SET TASK A
According to the severe weather model excerpt, what learning rate was used when training the decision tree ensembles?

PAGE EXCERPT
--*--
36 decision tree ensembles were trained (6 hazards * 3 lead times = 18 models ensembles for the HREF and SREF). The learning rate was set 0.063. Early stopping resulted in ensembles of between 158 and 754 trees (mean 350.0). Each of the ensembles ended up using a different set of hyperparameters, but in general, using fewer features was preferred (for learning each tree, only a random subset of features is considered—the size of the subset is a hyperparameter), and deeper trees were preferred (relative to the max depth of 8). The significant tornado ensembles are an exception: they were usually shallower trees.

Blurring

The ensembles at different lead times are combined into single predictor that picks the appropriate ensemble based on the forecast hour. If two ensembles apply the forecast hour (e.g. both f2-13 and f13-24 apply to forecast hour 13), then the mean of the two outputs is used. To spatially smooth the predictions, the outputs are blurred. For each hazard, two blur radii are chosen, one for the nearest forecast hour (f2), and one for the furthest (f35 HREF, f38 SREF). For hours in between, both blurs are applied separately and the results are linearly interpolated based on the forecast hour.

The blur radii are chosen by grid search to maximize the area under the precision-recall curve (AU-PRC). AU-PRC is equivalent to the area to the left of the performance diagram curve¹⁷. A more commonly used metric is area under the receiver operator curve (AU-ROC). Unlike AU-ROC, AU-PRC ignores correctly rejected negatives and may therefore be more appropriate for rare events¹⁸¹⁹, such as severe weather. Indeed, the tornado model trained here has worse AU-ROC than an earlier Nadocast experiment trained with ~1 year less data. For events as rare as severe weather, the AU-ROC metric is dominated by probability of detection (POD) at very low prediction thresholds (e.g. ≤1%) and is largely insensitive to precision improvements at higher thresholds (e.g. 15%). AU-PRC better captures the performance over the range of thresholds relevant to forecasting (and indeed the tornado model trained here has better AU-PRC than the earlier experiment).

The best blur radii are shown below.

Model/Hazard	Blur Radius f2	Blur Radius f35 (f38 SREF)
--*--
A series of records
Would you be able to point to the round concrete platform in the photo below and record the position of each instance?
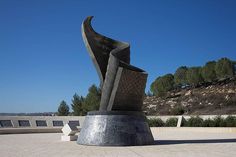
(115, 128)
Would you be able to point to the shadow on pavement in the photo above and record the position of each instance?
(200, 141)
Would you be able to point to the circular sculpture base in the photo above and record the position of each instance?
(115, 128)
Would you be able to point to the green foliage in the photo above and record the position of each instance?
(76, 105)
(171, 122)
(224, 68)
(92, 100)
(219, 121)
(155, 122)
(162, 85)
(194, 76)
(194, 122)
(208, 71)
(230, 121)
(63, 109)
(180, 76)
(178, 110)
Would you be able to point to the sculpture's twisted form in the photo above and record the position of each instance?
(122, 84)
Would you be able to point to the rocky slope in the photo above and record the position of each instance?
(219, 98)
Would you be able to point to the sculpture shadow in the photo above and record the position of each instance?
(200, 141)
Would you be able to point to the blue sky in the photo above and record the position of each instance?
(43, 59)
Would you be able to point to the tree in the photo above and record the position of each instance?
(208, 71)
(180, 76)
(194, 76)
(76, 105)
(224, 68)
(162, 85)
(63, 109)
(92, 100)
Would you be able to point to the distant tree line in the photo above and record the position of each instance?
(193, 76)
(81, 105)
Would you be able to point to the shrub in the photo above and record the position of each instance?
(230, 121)
(162, 85)
(171, 122)
(179, 110)
(195, 122)
(209, 123)
(155, 122)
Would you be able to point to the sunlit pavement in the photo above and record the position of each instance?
(169, 143)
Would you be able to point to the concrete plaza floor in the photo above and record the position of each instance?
(169, 143)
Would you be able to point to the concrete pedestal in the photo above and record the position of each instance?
(115, 128)
(69, 137)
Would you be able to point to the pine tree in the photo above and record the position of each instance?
(63, 109)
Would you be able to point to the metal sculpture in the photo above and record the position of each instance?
(122, 87)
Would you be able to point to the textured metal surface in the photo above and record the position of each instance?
(115, 129)
(119, 120)
(121, 90)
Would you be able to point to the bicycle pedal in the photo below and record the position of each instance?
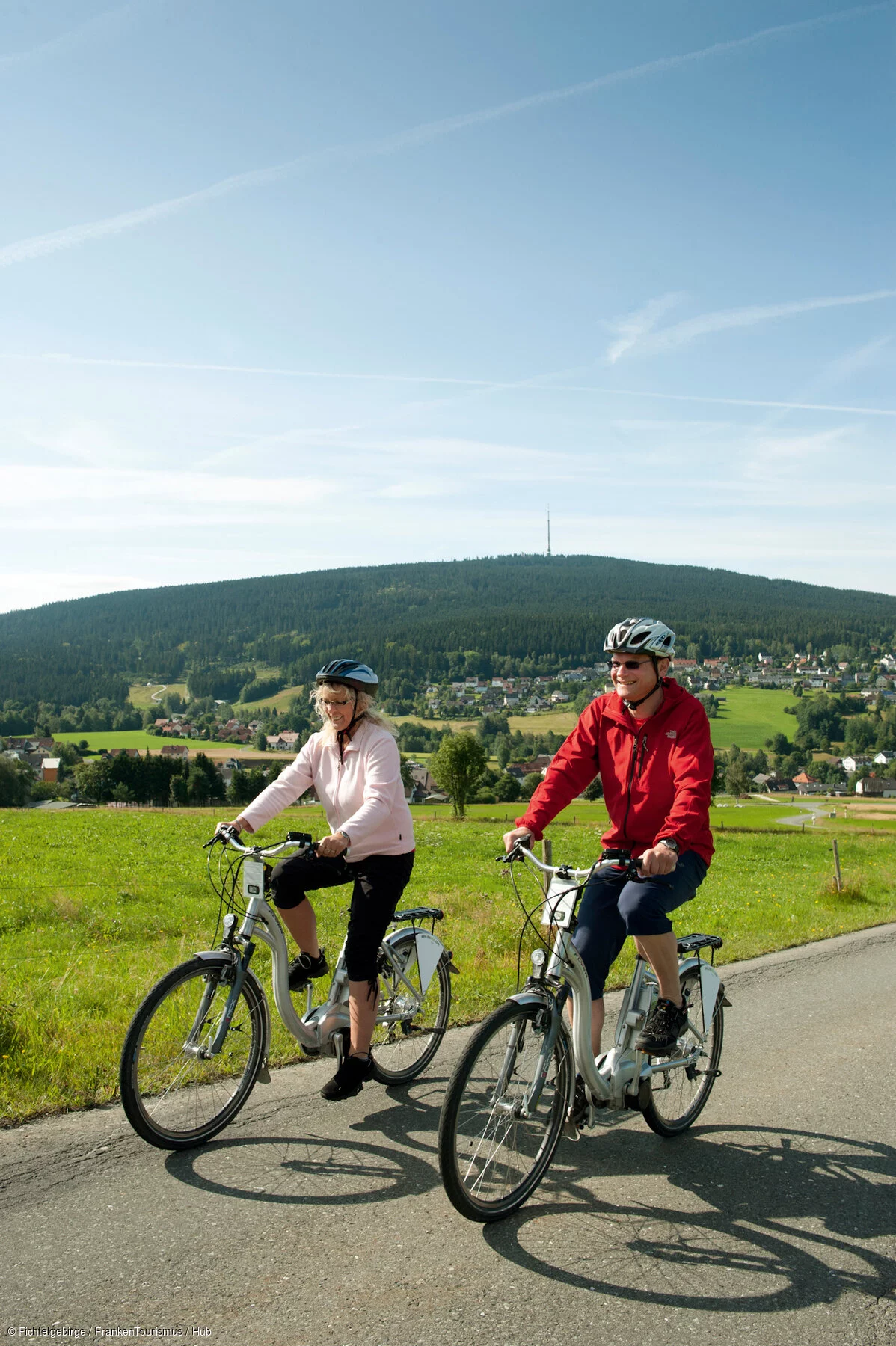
(571, 1130)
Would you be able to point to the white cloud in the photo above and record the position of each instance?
(40, 245)
(634, 328)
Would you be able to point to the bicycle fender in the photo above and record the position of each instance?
(709, 986)
(429, 950)
(532, 998)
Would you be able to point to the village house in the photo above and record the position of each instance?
(876, 787)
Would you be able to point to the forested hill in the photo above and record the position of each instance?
(417, 621)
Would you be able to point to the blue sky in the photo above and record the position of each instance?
(291, 286)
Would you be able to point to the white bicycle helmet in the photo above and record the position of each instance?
(642, 636)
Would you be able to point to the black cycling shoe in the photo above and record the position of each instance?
(662, 1030)
(303, 968)
(349, 1080)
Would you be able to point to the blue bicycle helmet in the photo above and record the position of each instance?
(347, 672)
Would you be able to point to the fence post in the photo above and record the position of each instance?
(548, 856)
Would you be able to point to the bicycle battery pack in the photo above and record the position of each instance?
(254, 878)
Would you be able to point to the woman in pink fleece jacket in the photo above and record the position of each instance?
(355, 767)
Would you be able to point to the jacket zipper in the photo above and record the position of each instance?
(634, 769)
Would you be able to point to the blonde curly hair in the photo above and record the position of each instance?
(363, 707)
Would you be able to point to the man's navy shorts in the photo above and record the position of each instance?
(614, 906)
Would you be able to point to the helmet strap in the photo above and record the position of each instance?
(633, 706)
(345, 735)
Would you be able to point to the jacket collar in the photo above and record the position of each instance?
(615, 707)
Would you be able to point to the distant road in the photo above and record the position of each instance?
(771, 1221)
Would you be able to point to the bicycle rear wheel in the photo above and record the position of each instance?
(678, 1096)
(402, 1048)
(173, 1095)
(491, 1155)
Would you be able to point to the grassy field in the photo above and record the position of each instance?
(139, 740)
(749, 716)
(280, 701)
(140, 693)
(94, 906)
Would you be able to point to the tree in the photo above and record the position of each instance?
(456, 766)
(737, 780)
(13, 784)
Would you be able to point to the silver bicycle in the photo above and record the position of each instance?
(200, 1041)
(525, 1077)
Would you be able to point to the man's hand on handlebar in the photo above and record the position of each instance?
(521, 835)
(660, 859)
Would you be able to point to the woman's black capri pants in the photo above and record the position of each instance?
(378, 883)
(614, 906)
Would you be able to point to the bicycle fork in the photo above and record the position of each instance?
(532, 1097)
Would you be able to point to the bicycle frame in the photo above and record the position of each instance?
(316, 1027)
(622, 1070)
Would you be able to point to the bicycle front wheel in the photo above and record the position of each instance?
(411, 1036)
(174, 1093)
(494, 1143)
(678, 1096)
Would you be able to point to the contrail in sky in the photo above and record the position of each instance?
(725, 319)
(42, 245)
(64, 40)
(537, 383)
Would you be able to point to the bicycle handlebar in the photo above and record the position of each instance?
(227, 836)
(522, 852)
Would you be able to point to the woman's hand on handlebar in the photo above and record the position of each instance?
(237, 826)
(333, 846)
(517, 835)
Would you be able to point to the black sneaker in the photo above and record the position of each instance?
(303, 968)
(662, 1030)
(349, 1080)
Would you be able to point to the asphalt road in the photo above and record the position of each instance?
(771, 1221)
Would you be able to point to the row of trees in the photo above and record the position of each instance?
(513, 615)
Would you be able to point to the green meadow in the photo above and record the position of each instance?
(96, 905)
(138, 740)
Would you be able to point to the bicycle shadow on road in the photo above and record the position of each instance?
(409, 1115)
(770, 1220)
(301, 1170)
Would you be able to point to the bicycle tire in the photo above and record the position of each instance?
(174, 1098)
(402, 1049)
(677, 1097)
(491, 1159)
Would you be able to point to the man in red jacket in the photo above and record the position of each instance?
(648, 740)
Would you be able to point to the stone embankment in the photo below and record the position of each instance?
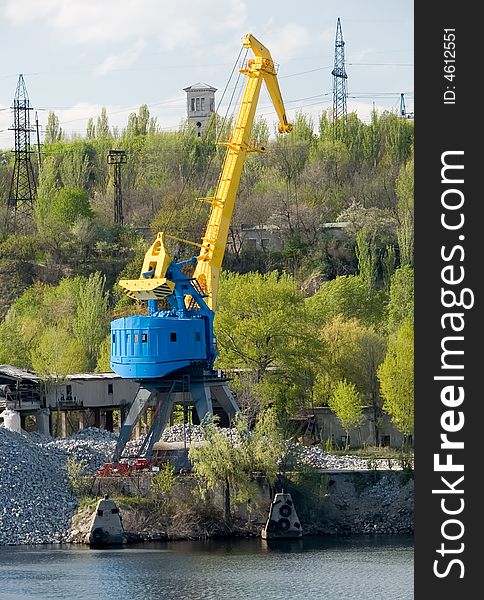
(37, 503)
--*--
SET TASK B
Rewrite the records from the line containing "Would you be able to point to the green meadow" through the end of the records, replacing "bicycle" with "bike" and changing nothing else. Omit the pictures.

RESULT A
The learning rate was set to 0.063.

RESULT B
Would you be able to point to the green meadow in the photo above and record the position of each instance?
(96, 905)
(138, 740)
Would you be able to point to the bike shadow on road in the photo above and record the position of each instance?
(409, 1115)
(770, 1220)
(301, 1170)
Would you be able to point to the bike tire in the photo above and record the position of each instance?
(174, 1098)
(402, 1049)
(677, 1097)
(491, 1159)
Would you be able to point to the man in red jacket in the photo above and record the position of each instance?
(648, 740)
Would you be able to point to the stone embankment in the photo below and record the position of each instance?
(37, 503)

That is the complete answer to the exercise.